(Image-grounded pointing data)
.....

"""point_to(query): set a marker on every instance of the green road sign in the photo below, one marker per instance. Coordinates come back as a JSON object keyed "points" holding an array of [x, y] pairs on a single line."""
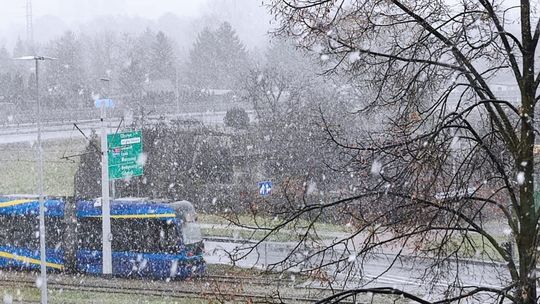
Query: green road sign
{"points": [[125, 155]]}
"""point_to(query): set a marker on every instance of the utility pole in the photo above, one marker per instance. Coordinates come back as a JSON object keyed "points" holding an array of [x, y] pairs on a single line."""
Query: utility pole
{"points": [[105, 202], [108, 80], [42, 247], [29, 26]]}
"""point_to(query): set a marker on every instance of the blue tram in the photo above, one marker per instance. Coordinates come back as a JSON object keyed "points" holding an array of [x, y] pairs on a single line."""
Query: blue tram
{"points": [[149, 237]]}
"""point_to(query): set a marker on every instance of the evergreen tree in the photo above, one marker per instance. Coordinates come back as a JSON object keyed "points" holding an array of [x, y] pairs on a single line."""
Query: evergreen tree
{"points": [[218, 59], [163, 59], [66, 76]]}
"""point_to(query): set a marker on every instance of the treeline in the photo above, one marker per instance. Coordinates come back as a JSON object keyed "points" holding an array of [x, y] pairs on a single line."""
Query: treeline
{"points": [[142, 68]]}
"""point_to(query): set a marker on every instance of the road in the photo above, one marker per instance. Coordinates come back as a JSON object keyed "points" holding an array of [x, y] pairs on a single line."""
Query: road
{"points": [[406, 274], [28, 132]]}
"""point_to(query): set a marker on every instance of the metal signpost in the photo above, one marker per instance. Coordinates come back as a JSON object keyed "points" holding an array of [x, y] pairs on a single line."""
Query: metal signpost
{"points": [[103, 104], [42, 247], [125, 155]]}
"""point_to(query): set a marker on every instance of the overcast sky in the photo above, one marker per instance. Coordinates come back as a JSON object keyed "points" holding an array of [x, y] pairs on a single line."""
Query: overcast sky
{"points": [[53, 17], [13, 12]]}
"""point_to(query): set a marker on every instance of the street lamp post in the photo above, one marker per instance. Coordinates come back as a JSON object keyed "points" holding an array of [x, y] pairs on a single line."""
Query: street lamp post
{"points": [[42, 250], [108, 81]]}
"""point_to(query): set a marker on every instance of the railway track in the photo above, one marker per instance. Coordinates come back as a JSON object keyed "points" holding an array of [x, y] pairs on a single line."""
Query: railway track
{"points": [[211, 287]]}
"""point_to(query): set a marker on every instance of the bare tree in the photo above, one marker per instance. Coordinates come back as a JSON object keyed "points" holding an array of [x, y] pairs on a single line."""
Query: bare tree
{"points": [[443, 151]]}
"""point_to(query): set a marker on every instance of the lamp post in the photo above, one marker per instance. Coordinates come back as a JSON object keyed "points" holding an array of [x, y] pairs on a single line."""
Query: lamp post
{"points": [[108, 81], [42, 251]]}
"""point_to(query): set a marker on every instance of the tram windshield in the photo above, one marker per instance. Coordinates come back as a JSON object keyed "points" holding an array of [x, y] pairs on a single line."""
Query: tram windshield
{"points": [[191, 231]]}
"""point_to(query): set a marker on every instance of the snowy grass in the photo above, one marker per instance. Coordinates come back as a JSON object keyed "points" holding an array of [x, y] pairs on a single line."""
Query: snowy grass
{"points": [[26, 295], [269, 222], [224, 228], [18, 167]]}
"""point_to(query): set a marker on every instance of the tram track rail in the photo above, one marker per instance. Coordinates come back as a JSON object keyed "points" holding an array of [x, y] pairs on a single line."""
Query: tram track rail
{"points": [[210, 287]]}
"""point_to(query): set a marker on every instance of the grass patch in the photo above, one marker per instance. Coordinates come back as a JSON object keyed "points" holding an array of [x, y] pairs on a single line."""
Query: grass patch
{"points": [[289, 233], [26, 294], [18, 167]]}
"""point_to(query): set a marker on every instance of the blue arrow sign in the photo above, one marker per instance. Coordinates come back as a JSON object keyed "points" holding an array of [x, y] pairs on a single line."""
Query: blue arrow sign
{"points": [[107, 103], [265, 188]]}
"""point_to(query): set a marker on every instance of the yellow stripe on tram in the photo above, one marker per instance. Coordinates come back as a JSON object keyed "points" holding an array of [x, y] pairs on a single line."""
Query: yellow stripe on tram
{"points": [[26, 259], [132, 216], [15, 202]]}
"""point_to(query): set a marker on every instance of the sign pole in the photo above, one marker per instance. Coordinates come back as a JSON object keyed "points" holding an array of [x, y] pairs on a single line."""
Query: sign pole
{"points": [[105, 203], [42, 247]]}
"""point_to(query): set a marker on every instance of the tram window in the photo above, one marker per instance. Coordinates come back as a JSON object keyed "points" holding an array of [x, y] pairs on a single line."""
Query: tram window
{"points": [[143, 235], [89, 232], [20, 231], [54, 228]]}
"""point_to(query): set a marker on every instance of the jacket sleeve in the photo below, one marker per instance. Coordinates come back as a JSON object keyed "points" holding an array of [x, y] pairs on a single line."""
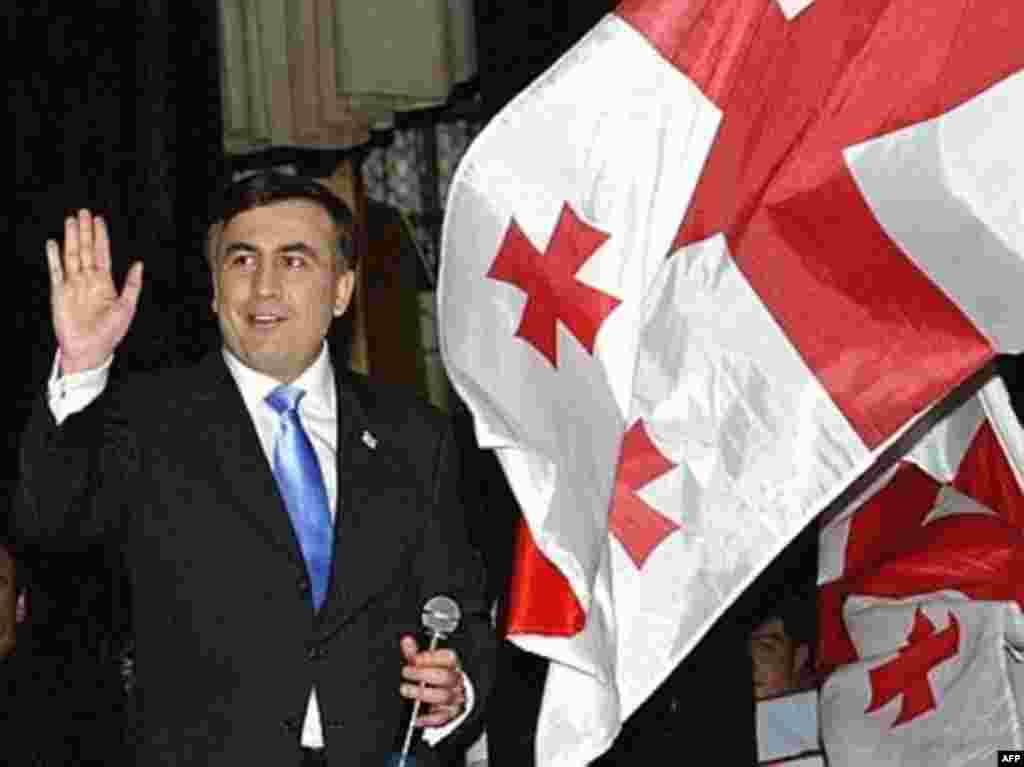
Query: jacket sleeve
{"points": [[451, 565], [74, 477]]}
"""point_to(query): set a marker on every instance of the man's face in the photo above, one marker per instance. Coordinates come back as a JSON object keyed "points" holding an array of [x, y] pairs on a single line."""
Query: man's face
{"points": [[278, 283], [11, 603], [778, 661]]}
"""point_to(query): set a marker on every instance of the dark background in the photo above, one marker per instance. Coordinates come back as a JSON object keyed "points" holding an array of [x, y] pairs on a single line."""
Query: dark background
{"points": [[116, 107]]}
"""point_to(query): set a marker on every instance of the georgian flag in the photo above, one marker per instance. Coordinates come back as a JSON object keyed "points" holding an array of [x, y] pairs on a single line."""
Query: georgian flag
{"points": [[922, 586], [697, 278]]}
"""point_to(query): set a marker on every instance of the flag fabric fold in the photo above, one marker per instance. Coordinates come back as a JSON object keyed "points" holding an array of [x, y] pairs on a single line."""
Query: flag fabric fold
{"points": [[687, 310]]}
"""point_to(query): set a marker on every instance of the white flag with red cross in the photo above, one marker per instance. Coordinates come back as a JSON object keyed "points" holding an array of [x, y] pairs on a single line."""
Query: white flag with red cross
{"points": [[696, 278], [923, 581]]}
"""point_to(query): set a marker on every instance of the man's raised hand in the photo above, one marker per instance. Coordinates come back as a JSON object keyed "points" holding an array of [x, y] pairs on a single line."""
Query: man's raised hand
{"points": [[89, 317]]}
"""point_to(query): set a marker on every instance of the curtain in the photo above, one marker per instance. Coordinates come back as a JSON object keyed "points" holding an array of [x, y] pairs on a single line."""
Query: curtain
{"points": [[324, 73]]}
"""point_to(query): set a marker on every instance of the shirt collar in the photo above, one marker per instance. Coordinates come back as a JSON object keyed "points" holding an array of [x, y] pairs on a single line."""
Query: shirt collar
{"points": [[316, 381]]}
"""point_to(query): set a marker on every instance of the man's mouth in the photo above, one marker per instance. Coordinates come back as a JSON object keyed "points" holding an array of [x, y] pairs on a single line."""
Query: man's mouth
{"points": [[265, 321]]}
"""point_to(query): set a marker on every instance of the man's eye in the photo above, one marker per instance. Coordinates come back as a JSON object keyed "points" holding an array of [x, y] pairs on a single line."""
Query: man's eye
{"points": [[240, 260]]}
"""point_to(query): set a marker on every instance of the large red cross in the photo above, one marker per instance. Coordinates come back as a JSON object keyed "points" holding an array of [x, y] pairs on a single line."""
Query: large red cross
{"points": [[553, 292], [794, 94]]}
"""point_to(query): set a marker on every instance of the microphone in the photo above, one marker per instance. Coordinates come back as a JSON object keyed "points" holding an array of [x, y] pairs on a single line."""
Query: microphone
{"points": [[440, 618]]}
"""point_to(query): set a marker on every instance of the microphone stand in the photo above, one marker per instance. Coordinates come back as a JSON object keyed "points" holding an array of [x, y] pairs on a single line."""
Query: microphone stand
{"points": [[416, 710]]}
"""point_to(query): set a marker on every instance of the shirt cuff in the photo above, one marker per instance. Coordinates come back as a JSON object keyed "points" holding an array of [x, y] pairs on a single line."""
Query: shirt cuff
{"points": [[69, 394], [434, 735]]}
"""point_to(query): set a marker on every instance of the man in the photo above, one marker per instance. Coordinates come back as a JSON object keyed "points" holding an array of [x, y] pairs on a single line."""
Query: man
{"points": [[281, 540], [780, 648]]}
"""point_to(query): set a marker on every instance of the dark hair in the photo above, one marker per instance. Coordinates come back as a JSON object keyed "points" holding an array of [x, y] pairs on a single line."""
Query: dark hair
{"points": [[20, 582], [799, 614], [266, 187]]}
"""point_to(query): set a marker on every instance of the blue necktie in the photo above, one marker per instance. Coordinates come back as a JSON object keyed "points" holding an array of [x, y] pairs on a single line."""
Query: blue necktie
{"points": [[301, 483]]}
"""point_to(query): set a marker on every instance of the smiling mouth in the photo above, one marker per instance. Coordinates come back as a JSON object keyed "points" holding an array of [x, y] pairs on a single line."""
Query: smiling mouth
{"points": [[265, 321]]}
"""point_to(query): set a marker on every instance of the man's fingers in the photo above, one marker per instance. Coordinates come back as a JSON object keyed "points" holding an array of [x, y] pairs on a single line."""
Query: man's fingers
{"points": [[102, 245], [73, 261], [438, 716], [85, 238], [53, 262], [409, 648], [133, 286]]}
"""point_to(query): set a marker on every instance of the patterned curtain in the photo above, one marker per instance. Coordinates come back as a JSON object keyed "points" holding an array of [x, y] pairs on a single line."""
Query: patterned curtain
{"points": [[321, 74]]}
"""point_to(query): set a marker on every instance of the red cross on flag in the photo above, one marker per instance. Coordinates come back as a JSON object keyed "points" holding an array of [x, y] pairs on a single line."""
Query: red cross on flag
{"points": [[697, 278], [923, 582]]}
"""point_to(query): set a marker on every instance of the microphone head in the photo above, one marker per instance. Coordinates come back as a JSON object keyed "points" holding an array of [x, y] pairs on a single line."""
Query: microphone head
{"points": [[440, 614]]}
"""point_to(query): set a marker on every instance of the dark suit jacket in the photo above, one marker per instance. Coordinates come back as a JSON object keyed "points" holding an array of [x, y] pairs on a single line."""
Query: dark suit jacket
{"points": [[227, 645]]}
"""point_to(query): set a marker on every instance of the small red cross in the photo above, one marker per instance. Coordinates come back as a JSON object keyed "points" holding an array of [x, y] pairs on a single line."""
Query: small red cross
{"points": [[906, 674], [553, 292], [638, 526]]}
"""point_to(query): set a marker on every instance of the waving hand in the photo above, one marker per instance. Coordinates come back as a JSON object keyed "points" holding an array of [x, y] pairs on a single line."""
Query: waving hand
{"points": [[89, 317]]}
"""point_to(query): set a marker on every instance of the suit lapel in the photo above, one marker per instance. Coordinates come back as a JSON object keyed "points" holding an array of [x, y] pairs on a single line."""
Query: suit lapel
{"points": [[373, 492], [227, 426]]}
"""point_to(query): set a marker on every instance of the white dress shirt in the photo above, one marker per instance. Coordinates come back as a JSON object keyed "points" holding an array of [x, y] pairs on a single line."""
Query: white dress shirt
{"points": [[318, 414]]}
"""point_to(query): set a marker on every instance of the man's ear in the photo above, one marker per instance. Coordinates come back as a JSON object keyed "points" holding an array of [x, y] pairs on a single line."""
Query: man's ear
{"points": [[343, 291], [801, 658], [22, 607]]}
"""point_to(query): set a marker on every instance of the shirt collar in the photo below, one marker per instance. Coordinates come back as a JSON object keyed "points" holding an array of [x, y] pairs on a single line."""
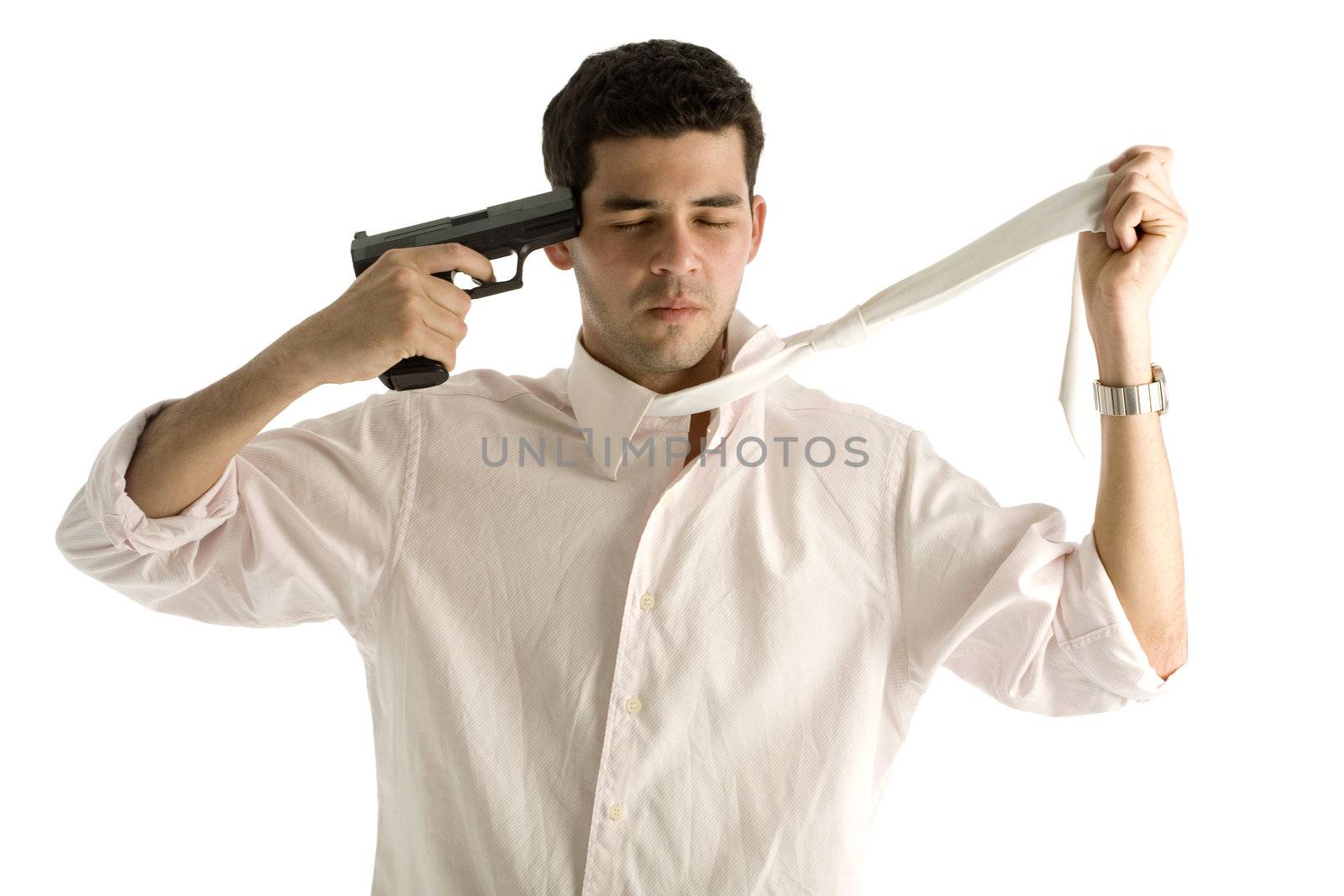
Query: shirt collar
{"points": [[613, 407]]}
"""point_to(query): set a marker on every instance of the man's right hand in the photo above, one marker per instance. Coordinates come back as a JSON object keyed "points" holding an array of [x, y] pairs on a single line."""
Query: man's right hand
{"points": [[396, 309]]}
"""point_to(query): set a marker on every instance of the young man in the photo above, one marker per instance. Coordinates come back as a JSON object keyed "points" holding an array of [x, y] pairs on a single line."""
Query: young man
{"points": [[606, 665]]}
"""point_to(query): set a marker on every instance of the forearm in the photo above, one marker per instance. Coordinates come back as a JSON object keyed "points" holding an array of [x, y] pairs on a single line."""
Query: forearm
{"points": [[1136, 530], [186, 446]]}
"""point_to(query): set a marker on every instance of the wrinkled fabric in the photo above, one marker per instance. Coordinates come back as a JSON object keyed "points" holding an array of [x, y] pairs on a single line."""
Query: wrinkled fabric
{"points": [[1077, 208], [595, 674]]}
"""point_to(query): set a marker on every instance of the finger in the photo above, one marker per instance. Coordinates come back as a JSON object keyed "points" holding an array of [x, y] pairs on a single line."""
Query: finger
{"points": [[444, 257], [445, 322], [1164, 155], [1155, 217], [1131, 183], [1147, 164], [449, 296]]}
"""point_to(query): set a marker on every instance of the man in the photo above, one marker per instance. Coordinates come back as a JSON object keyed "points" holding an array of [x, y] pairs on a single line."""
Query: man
{"points": [[625, 664]]}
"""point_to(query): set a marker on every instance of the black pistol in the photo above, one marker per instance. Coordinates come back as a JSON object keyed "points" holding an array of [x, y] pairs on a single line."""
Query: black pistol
{"points": [[519, 228]]}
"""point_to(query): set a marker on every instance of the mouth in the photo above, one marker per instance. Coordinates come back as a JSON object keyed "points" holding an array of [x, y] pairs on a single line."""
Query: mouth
{"points": [[675, 313]]}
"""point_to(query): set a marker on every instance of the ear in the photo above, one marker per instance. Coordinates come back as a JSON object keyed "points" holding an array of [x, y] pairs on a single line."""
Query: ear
{"points": [[757, 223], [559, 255]]}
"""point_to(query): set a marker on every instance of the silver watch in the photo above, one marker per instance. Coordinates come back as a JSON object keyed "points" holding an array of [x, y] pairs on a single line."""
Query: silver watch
{"points": [[1122, 401]]}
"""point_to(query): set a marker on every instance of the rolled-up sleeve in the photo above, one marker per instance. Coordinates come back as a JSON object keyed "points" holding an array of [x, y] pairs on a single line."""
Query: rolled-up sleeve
{"points": [[299, 527], [998, 595]]}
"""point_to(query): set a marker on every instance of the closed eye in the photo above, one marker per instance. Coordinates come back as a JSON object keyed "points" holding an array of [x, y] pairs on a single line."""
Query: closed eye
{"points": [[636, 224]]}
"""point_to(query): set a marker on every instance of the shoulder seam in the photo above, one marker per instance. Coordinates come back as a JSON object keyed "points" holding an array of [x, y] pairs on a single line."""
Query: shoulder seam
{"points": [[410, 459]]}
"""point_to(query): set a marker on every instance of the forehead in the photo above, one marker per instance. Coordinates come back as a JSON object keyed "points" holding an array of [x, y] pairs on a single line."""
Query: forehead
{"points": [[694, 165]]}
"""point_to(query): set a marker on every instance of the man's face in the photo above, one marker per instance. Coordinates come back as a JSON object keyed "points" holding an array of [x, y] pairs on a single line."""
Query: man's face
{"points": [[631, 258]]}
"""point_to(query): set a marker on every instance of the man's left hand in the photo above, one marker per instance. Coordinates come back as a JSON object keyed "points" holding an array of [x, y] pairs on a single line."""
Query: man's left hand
{"points": [[1121, 268]]}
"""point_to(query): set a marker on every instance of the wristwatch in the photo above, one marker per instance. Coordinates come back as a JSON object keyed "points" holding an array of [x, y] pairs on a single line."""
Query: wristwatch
{"points": [[1122, 401]]}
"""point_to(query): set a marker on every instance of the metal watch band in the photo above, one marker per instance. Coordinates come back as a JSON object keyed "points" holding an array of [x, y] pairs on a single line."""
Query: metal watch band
{"points": [[1122, 401]]}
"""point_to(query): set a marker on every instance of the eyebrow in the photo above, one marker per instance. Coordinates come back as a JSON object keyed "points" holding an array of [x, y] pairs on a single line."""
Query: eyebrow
{"points": [[624, 202]]}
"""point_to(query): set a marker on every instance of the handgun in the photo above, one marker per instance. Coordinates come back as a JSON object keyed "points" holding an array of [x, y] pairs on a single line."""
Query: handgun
{"points": [[517, 228]]}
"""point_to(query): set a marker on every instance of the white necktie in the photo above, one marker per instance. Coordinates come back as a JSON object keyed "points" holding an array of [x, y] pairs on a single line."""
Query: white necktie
{"points": [[1068, 211]]}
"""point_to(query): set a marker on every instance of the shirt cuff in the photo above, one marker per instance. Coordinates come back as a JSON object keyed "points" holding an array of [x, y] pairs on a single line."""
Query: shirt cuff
{"points": [[1095, 633], [123, 520]]}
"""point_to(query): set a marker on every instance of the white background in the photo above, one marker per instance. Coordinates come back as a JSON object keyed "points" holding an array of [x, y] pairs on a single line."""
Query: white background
{"points": [[181, 184]]}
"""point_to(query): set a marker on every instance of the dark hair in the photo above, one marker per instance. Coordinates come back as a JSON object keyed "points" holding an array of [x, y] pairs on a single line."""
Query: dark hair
{"points": [[658, 87]]}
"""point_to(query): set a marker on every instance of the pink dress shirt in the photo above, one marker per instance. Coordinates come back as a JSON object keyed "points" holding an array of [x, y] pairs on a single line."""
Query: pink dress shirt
{"points": [[604, 674]]}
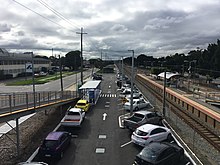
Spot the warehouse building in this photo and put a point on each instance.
(14, 64)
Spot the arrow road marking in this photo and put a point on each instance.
(104, 116)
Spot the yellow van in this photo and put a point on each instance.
(83, 104)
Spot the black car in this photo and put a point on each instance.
(162, 153)
(55, 144)
(97, 76)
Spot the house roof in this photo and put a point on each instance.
(168, 75)
(91, 84)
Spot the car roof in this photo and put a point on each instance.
(54, 135)
(81, 101)
(156, 148)
(32, 163)
(74, 110)
(148, 127)
(144, 112)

.....

**Work to be completed**
Each line above that contains the word "below" must be copied.

**Exercise answer**
"""point_to(query): set a marker on every instance of the green road sign in the photo below, one marker per instance. Coordinates come back as a JSON object keyed "points" holding an array of [x, y] pairs on a single line."""
"""point_to(query): set a marker on every instance of the jacket sleeve in the photo below, one marker per instance. Coordinates come back as a JSON object keyed "points" holding an array of [x, y] pairs on a single line."""
"""point_to(query): set a marker on every instance of the shirt collar in the photo below, one marker per instance. Coordinates come back as a JSON object keyed "points" holding an array of [x, y] pairs on a single line."""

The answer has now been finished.